Instructions to follow
Set down each record exactly. Omit the pictures.

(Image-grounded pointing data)
· · · · · · ·

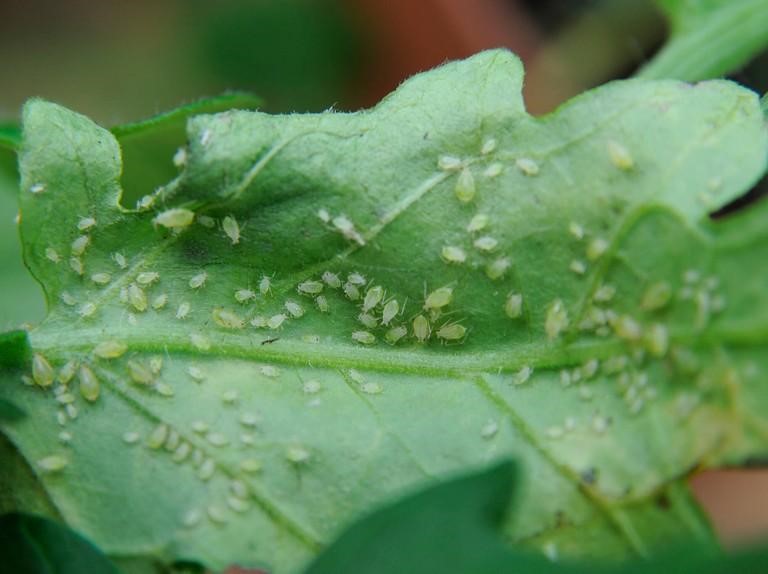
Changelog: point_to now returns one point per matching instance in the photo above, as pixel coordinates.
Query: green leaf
(455, 527)
(274, 439)
(709, 38)
(35, 545)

· · · · · · ·

Reply to the exercise
Changelog: point_to now returns one point per matching instance in the photo above, as pixel coordinates.
Query: green leaf
(455, 527)
(274, 439)
(709, 38)
(35, 545)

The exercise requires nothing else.